## TASK DETAILS:
Reproduce the lines of the listing from the one containing "[locate] the broken" through the last line, substituting "positions" for each "coordinates" and leaving everything else unchanged.

Position identification listing
-----
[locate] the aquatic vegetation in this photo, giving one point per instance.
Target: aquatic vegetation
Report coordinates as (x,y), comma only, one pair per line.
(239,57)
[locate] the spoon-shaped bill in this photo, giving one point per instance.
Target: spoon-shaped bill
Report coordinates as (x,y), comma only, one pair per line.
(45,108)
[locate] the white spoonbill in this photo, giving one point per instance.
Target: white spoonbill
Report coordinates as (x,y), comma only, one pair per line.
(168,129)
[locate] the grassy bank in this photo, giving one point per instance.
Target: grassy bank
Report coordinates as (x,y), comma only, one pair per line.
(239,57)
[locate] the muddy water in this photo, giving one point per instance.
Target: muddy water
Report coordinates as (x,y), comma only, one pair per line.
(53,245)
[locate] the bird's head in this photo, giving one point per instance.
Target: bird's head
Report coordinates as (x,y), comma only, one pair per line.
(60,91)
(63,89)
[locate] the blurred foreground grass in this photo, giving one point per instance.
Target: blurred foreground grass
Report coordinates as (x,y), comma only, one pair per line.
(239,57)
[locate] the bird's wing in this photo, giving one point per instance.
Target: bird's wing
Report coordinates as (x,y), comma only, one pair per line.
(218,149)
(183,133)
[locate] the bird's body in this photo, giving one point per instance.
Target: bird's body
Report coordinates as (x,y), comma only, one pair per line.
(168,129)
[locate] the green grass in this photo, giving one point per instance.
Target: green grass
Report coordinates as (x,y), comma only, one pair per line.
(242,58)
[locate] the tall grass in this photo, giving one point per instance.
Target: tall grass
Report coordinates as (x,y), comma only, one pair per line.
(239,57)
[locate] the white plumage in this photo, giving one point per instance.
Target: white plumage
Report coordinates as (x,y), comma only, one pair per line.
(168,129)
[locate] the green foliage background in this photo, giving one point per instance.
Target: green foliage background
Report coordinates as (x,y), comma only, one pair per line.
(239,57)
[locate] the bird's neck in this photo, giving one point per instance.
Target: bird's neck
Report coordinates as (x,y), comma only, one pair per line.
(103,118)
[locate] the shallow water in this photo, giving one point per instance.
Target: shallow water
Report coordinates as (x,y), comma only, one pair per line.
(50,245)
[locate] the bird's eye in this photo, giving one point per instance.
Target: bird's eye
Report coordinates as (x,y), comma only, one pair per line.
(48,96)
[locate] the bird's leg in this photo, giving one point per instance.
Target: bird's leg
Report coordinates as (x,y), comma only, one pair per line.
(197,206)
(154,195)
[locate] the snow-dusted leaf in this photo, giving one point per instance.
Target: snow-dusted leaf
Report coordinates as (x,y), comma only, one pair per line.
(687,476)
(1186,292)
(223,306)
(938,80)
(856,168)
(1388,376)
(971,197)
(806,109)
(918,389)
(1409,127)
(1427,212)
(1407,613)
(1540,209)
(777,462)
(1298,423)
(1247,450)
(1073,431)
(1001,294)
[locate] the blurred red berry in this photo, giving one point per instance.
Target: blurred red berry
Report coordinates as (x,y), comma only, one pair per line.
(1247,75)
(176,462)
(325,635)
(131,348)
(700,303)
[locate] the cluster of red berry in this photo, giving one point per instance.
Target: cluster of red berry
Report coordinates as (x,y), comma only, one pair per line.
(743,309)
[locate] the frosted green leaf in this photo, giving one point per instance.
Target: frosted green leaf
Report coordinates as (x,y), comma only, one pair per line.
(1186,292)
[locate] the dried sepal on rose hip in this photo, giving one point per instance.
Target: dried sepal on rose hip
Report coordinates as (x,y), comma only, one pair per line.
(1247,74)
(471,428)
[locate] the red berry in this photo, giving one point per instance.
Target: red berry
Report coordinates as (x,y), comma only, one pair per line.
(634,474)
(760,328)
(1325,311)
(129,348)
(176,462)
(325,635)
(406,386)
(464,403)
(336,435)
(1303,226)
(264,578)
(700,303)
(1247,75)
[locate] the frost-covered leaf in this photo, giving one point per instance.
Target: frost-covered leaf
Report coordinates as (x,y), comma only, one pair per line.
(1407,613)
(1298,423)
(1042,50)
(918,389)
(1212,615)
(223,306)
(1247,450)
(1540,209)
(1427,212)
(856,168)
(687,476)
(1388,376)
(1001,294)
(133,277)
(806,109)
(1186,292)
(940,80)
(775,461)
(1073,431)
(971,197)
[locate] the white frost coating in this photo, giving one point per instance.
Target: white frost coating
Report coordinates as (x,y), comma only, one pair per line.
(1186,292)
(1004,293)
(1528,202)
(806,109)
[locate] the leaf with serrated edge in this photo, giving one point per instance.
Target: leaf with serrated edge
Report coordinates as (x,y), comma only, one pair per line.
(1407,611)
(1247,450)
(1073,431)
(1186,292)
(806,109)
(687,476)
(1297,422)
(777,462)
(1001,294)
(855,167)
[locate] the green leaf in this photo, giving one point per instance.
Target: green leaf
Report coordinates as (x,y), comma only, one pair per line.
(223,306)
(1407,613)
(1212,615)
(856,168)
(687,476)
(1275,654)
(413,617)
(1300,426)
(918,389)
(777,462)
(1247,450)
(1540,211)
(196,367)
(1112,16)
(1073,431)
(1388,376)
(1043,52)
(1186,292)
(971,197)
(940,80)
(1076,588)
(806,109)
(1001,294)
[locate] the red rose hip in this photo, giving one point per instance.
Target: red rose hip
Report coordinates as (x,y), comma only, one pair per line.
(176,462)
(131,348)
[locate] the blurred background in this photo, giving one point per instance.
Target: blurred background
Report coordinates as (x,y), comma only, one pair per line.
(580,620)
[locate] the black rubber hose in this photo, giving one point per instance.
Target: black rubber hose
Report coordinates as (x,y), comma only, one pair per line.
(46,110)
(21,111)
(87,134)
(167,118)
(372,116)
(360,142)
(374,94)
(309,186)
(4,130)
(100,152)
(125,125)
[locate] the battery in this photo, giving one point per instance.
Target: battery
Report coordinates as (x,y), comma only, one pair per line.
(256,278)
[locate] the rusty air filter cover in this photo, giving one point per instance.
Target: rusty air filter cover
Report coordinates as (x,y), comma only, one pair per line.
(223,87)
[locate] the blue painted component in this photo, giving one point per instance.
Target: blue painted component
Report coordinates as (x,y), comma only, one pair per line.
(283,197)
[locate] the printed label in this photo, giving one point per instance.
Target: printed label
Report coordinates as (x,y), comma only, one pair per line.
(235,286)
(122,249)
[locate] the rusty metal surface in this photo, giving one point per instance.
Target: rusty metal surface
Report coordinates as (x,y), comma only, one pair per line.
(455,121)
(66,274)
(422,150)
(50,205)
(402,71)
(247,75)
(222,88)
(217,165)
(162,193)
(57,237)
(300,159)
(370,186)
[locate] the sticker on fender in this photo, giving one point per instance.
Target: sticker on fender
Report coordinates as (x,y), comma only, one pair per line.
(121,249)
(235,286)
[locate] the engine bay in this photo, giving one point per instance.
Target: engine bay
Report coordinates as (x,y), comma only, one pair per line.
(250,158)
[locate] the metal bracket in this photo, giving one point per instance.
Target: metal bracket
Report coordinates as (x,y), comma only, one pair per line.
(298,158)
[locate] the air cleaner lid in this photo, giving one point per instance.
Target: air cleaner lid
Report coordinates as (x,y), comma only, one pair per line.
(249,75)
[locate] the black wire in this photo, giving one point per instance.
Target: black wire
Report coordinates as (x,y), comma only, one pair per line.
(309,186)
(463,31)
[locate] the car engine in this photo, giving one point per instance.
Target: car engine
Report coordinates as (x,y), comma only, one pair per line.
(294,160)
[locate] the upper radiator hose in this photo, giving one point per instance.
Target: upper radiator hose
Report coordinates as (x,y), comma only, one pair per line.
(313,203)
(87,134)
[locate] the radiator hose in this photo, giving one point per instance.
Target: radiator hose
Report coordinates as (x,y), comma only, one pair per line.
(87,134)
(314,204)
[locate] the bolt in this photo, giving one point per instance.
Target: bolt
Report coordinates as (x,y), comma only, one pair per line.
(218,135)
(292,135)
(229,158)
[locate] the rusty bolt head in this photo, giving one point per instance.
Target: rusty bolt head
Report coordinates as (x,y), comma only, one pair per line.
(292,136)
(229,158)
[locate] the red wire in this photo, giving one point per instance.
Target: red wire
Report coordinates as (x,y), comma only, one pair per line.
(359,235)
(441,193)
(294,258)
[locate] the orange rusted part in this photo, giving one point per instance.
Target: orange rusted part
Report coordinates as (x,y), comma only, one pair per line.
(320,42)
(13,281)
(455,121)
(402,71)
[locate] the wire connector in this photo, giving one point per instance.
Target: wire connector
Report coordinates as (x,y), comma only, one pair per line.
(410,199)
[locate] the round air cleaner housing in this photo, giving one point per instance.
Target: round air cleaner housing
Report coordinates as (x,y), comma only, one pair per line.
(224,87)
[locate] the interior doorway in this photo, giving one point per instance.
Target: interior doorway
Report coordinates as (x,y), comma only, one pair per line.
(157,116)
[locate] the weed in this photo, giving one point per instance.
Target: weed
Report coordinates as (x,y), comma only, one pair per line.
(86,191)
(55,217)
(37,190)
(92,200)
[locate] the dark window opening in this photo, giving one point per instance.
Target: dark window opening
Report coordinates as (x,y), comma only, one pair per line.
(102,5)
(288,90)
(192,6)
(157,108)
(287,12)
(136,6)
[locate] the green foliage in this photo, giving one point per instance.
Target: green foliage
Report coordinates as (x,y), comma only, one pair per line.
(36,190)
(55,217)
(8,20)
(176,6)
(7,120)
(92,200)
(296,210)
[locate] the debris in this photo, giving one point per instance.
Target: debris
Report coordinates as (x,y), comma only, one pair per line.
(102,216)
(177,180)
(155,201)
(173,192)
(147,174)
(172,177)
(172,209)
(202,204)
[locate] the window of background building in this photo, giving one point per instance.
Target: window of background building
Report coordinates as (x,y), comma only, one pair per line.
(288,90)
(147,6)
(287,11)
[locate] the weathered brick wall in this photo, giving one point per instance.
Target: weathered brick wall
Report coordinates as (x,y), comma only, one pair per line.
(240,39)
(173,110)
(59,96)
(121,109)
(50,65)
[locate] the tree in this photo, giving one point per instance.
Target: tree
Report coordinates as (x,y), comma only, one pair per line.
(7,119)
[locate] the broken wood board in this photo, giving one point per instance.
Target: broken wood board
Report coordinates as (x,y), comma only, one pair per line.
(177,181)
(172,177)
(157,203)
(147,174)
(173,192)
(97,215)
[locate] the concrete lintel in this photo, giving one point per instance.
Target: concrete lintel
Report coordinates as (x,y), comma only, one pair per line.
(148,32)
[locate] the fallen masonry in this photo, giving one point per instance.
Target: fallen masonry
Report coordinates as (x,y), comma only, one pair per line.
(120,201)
-----
## OUTPUT BELOW:
[locate] the broken wood board in this photo, giving one point per instance.
Target: broken wood board
Report positions as (x,y), comma only, one pair per line.
(177,181)
(172,177)
(157,203)
(147,174)
(173,192)
(97,215)
[locate] the concrete lintel in this photo, giving one point per instance.
Target: concrete lintel
Report positions as (x,y), comma only, one pair per line.
(148,32)
[locate] the fallen masonry in this photo, giving one point per instance.
Target: fallen masonry
Report positions as (x,y), comma only, one pair per line.
(120,201)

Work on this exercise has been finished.